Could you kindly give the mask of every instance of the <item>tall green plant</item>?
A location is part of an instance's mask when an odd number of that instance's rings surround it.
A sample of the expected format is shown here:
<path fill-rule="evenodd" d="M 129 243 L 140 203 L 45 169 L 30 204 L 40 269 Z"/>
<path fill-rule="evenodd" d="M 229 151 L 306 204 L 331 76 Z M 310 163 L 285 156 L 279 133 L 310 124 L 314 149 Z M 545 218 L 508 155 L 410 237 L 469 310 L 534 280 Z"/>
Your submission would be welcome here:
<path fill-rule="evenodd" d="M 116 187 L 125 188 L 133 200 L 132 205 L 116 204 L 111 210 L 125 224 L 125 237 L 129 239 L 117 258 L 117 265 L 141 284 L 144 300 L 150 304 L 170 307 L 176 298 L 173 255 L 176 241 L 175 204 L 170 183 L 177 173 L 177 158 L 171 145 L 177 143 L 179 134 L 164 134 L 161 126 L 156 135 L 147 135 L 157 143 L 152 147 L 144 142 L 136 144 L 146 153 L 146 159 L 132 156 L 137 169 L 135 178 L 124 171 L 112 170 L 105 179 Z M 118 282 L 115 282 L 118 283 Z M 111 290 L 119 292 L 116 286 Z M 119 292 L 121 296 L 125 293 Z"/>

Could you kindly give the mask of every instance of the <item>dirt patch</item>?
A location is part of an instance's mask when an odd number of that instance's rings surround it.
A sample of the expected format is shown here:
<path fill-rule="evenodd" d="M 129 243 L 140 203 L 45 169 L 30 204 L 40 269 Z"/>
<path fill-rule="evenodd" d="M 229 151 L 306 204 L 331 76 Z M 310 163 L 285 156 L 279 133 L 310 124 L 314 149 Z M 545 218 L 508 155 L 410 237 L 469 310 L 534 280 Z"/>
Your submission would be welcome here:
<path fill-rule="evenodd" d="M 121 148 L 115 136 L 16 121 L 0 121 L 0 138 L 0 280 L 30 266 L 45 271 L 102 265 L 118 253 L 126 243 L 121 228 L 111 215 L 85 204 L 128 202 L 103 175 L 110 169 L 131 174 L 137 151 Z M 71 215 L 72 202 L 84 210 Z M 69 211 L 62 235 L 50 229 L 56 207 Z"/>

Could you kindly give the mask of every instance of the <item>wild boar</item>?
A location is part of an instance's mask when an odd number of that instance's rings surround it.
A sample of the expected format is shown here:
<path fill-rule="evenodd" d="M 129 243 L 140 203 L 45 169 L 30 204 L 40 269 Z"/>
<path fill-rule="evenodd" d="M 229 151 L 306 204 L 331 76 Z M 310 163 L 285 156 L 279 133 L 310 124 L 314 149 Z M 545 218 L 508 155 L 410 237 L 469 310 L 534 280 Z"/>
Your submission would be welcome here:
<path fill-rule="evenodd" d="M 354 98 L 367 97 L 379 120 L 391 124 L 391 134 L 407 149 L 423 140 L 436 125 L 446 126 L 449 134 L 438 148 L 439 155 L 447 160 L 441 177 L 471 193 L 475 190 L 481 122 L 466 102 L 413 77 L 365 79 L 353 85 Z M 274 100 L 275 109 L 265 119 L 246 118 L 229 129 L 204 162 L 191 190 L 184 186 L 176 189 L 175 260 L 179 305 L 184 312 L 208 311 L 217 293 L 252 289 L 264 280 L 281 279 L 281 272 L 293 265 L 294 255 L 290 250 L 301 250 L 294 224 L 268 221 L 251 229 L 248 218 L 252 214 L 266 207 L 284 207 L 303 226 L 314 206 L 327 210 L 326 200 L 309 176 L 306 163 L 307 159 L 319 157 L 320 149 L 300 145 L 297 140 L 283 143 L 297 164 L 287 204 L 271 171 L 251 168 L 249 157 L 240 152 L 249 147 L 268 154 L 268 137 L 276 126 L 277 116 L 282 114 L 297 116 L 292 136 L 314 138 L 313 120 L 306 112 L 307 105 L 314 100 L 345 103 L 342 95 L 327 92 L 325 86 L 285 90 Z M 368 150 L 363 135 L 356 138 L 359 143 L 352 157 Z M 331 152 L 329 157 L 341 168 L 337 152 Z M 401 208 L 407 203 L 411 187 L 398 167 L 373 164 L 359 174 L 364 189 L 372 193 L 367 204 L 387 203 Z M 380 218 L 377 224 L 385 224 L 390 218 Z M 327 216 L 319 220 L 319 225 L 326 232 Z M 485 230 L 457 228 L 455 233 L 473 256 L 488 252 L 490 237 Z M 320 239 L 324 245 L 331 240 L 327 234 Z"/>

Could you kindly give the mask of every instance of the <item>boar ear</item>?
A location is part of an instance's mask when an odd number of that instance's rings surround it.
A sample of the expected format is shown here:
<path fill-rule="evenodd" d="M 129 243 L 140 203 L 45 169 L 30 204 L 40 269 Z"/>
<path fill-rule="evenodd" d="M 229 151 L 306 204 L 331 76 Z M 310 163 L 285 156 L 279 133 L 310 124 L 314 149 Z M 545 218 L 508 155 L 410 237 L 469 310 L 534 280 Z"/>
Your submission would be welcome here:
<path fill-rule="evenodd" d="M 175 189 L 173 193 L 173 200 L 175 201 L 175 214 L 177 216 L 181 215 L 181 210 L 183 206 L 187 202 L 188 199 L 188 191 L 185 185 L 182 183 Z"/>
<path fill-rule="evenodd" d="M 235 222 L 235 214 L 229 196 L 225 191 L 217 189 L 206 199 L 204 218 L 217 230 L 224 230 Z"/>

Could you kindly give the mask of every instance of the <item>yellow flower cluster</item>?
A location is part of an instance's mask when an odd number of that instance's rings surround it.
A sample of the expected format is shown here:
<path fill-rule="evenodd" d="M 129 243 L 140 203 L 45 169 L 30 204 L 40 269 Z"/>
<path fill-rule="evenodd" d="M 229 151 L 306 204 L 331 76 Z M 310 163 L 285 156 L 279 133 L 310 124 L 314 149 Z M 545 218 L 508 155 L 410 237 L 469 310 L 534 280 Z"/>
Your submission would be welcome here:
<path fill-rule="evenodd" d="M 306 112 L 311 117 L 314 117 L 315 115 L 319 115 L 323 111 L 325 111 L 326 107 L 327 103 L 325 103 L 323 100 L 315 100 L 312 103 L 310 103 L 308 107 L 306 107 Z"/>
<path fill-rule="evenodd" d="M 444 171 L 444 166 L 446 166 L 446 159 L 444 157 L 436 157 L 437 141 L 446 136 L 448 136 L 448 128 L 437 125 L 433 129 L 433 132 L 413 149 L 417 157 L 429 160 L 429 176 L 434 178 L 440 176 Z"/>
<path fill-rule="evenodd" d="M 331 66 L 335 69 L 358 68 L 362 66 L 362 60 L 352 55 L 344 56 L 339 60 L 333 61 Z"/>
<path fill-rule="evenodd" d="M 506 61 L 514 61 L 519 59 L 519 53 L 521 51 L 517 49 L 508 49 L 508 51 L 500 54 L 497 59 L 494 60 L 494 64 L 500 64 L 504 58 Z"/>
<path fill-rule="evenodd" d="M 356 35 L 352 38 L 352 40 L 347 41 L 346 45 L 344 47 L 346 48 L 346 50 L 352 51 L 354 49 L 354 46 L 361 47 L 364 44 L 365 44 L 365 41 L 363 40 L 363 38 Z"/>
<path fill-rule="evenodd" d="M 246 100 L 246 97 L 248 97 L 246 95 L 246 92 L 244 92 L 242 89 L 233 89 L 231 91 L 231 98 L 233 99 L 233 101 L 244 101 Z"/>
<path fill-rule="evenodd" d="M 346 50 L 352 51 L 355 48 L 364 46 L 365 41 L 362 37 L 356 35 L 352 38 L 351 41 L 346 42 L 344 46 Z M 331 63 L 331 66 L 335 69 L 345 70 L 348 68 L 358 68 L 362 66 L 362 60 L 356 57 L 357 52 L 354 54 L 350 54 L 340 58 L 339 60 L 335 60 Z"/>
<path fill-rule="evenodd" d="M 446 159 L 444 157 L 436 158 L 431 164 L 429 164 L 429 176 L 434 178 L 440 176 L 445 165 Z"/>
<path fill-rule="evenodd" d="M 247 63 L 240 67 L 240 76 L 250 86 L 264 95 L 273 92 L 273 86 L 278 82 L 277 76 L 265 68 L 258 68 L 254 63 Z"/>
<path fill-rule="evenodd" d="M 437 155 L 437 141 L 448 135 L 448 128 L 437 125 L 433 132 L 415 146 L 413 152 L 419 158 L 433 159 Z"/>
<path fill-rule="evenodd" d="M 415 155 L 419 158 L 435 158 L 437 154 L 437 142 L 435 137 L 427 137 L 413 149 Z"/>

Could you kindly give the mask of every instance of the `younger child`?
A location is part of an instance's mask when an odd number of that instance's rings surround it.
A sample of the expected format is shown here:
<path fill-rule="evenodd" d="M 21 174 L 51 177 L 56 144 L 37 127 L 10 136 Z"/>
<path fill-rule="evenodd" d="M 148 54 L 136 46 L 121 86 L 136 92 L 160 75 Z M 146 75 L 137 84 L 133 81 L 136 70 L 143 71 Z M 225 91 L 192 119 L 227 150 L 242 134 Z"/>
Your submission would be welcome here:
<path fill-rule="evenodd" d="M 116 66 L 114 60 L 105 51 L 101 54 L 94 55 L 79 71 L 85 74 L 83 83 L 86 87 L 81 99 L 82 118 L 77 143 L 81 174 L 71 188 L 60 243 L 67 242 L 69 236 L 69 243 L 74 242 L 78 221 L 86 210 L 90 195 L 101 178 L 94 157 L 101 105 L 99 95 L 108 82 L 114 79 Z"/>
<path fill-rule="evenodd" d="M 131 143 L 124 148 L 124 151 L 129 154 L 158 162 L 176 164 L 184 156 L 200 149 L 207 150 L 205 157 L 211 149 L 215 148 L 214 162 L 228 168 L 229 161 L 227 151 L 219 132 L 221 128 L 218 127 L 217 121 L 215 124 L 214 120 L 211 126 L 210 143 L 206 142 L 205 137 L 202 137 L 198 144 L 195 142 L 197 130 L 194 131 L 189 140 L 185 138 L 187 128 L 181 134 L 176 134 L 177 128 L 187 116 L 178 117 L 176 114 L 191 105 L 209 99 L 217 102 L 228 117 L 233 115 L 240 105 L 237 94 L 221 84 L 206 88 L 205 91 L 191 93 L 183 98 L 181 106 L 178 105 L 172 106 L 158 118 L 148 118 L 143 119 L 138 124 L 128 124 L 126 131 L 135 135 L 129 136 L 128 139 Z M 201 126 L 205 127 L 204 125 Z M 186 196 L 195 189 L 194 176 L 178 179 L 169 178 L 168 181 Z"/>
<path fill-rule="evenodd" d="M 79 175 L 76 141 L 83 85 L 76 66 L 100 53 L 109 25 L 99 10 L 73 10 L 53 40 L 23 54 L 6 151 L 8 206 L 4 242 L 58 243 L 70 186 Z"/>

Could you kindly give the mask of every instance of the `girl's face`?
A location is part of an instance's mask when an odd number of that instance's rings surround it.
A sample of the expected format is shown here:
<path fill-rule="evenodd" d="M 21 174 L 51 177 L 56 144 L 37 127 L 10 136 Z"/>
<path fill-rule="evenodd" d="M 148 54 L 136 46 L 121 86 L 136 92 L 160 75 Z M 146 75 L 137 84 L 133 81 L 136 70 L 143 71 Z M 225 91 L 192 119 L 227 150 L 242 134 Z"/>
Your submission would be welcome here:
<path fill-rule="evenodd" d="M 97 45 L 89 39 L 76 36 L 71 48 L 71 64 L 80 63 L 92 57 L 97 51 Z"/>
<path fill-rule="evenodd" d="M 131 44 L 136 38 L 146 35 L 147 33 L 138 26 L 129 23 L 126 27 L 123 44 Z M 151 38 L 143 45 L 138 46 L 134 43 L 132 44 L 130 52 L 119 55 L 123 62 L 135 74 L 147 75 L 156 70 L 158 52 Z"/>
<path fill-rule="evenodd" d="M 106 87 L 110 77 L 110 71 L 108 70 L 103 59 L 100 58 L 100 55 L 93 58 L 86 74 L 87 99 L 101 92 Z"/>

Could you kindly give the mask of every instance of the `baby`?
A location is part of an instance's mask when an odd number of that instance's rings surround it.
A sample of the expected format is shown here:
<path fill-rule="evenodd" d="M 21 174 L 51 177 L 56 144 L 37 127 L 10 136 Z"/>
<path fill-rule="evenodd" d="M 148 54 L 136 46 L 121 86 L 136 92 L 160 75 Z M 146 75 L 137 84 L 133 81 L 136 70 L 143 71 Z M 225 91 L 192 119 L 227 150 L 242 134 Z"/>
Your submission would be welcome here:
============================================================
- [Work required]: Output the lines above, from the line containing "the <item>dirt patch</item>?" up to and including the line containing "121 148 L 115", as a numbered list with blank lines left out.

- [Result of the exercise]:
1. Could you kindly give the mask of every instance of the <item>dirt patch</item>?
2. A location is part of an instance's mask when an odd number of that instance's rings surround it.
3. A sample of the expected format is shown here:
4. <path fill-rule="evenodd" d="M 129 243 L 140 203 L 45 169 L 30 204 L 40 269 Z"/>
5. <path fill-rule="evenodd" d="M 229 151 L 306 204 L 331 76 Z M 310 163 L 285 156 L 279 133 L 310 124 L 314 149 Z M 545 218 L 508 155 L 410 237 L 469 310 L 534 280 Z"/>
6. Your submission would be welcome here:
7. <path fill-rule="evenodd" d="M 121 148 L 115 136 L 16 121 L 0 121 L 0 138 L 0 280 L 30 266 L 45 271 L 102 265 L 118 253 L 126 243 L 121 228 L 111 215 L 85 204 L 128 202 L 103 175 L 110 169 L 131 174 L 137 151 Z M 71 215 L 72 202 L 84 210 Z M 69 211 L 62 235 L 50 229 L 56 207 Z"/>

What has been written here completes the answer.